TASK OBJECTIVE: Reproduce the material below with every occurrence of "list of rings" changed to "list of polygons" and all other text kept as it stands. Leave the pictures out of the result.

'''

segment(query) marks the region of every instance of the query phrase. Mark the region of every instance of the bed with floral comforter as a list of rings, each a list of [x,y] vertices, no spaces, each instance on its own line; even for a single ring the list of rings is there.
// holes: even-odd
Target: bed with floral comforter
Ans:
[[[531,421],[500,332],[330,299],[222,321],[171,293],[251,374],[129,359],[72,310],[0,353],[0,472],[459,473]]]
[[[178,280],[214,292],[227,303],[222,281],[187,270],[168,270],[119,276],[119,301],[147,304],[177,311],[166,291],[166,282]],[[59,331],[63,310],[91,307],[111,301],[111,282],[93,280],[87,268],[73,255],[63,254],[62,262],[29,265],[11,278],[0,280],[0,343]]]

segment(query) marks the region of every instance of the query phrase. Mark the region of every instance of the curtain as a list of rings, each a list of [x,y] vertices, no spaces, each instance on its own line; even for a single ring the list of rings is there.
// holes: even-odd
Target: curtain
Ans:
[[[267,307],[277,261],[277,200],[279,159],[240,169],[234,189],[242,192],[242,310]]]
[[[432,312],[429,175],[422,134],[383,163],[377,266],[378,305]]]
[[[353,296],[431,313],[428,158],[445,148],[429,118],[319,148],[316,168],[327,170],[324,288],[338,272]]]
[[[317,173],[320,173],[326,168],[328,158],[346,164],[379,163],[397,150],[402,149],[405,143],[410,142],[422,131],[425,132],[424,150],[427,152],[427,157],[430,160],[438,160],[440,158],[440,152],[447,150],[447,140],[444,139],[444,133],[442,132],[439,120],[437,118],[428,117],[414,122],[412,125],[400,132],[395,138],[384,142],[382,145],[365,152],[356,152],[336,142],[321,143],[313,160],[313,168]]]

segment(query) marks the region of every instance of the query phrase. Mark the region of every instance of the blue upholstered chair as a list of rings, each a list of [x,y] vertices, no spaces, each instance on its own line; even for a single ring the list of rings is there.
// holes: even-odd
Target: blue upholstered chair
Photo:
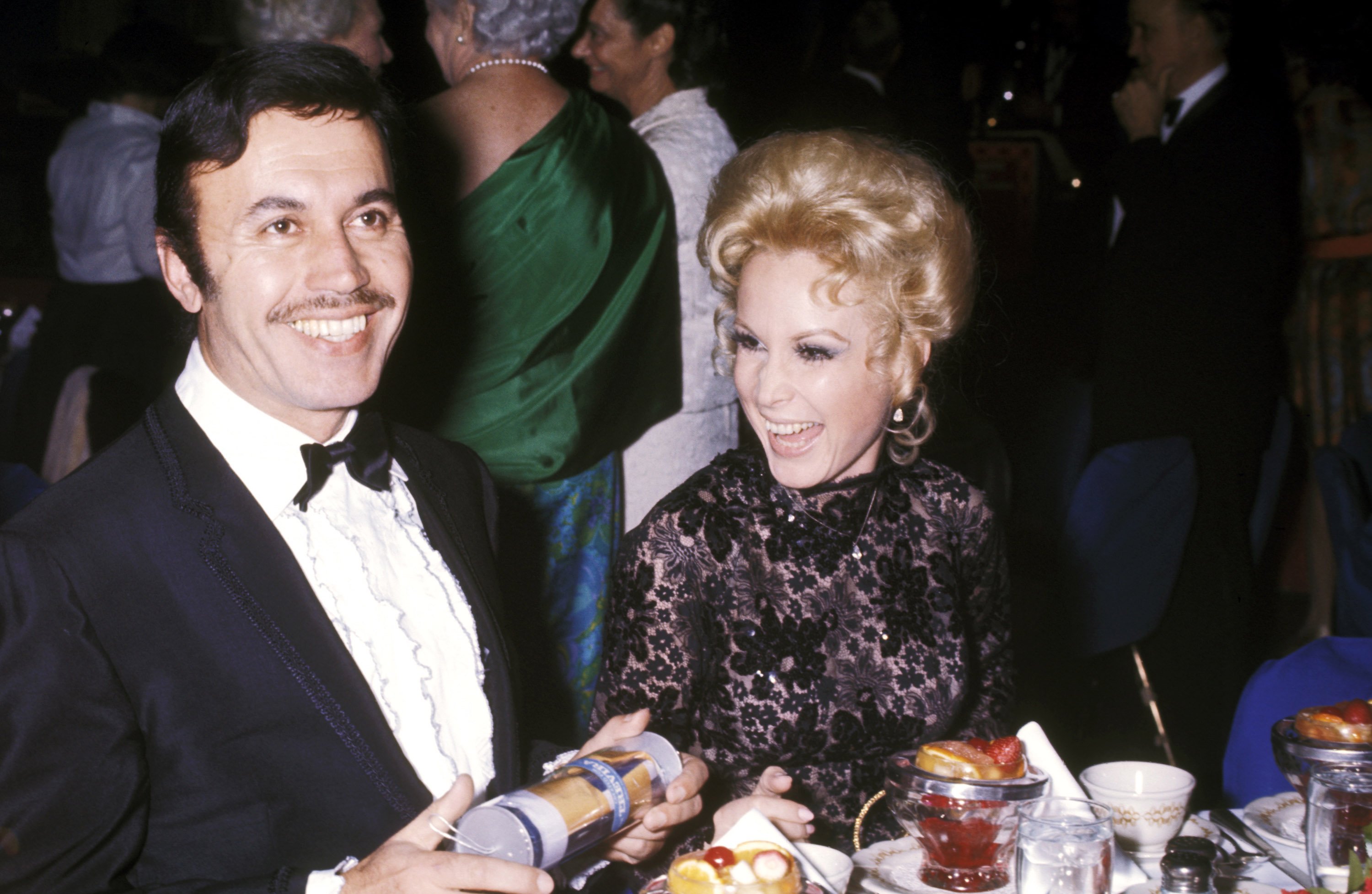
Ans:
[[[1231,806],[1290,791],[1272,757],[1272,724],[1302,708],[1372,694],[1372,639],[1325,636],[1268,661],[1239,698],[1224,751],[1224,797]]]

'''

ANSWER TO THIS PROBLEM:
segment(query) marks the region of every instance of the query phrase. Mark the region of every instance of the bed with floral comforter as a list of polygons, each a list of [x,y] vertices, no spaces, each instance on its own line; even for a single ring the list of polygons is there.
// holes: even-odd
Target: bed with floral comforter
Ans:
[[[531,421],[500,332],[330,299],[222,321],[171,293],[251,374],[129,359],[72,310],[0,353],[0,472],[459,473]]]
[[[178,280],[214,292],[227,303],[222,281],[187,270],[168,270],[119,276],[119,301],[147,304],[177,311],[166,291],[166,282]],[[59,331],[63,310],[91,307],[111,301],[111,282],[93,280],[87,268],[73,255],[63,254],[62,262],[29,265],[11,278],[0,280],[0,343]]]

segment(query) marks the region of every instance of the query phrase. Mark the region of every instance of the curtain as a list of polygons, each a list of [x,y] vertices, no spaces, each instance on its own line; even for a single ring the list of polygons is there.
// holes: even-odd
Target: curtain
Ans:
[[[267,307],[277,261],[277,200],[279,159],[240,169],[234,189],[242,192],[242,310]]]
[[[432,312],[429,175],[422,134],[383,163],[377,266],[378,305]]]
[[[353,296],[431,313],[428,158],[445,148],[429,118],[319,148],[316,168],[327,170],[324,288],[338,272]]]
[[[317,173],[320,173],[326,168],[328,158],[346,164],[379,163],[397,150],[402,149],[405,143],[410,142],[422,131],[425,132],[424,150],[427,152],[427,157],[430,160],[438,160],[440,158],[440,152],[447,150],[447,140],[444,139],[444,133],[442,132],[439,120],[437,118],[428,117],[414,122],[412,125],[400,132],[395,138],[384,142],[382,145],[365,152],[356,152],[336,142],[321,143],[313,160],[313,168]]]

segment(query) marks the region of every instance of the query phrase. Mark the region of every instance of the blue upholstered chair as a list of polygons, each a list of [x,y] vertices, no spaces, each instance on its own line; even for a single ring the list of polygons is there.
// holes: even-odd
Target: blue upholstered chair
Photo:
Ans:
[[[1231,806],[1290,791],[1272,757],[1272,724],[1302,708],[1372,694],[1372,639],[1325,636],[1268,661],[1239,698],[1224,751],[1224,797]]]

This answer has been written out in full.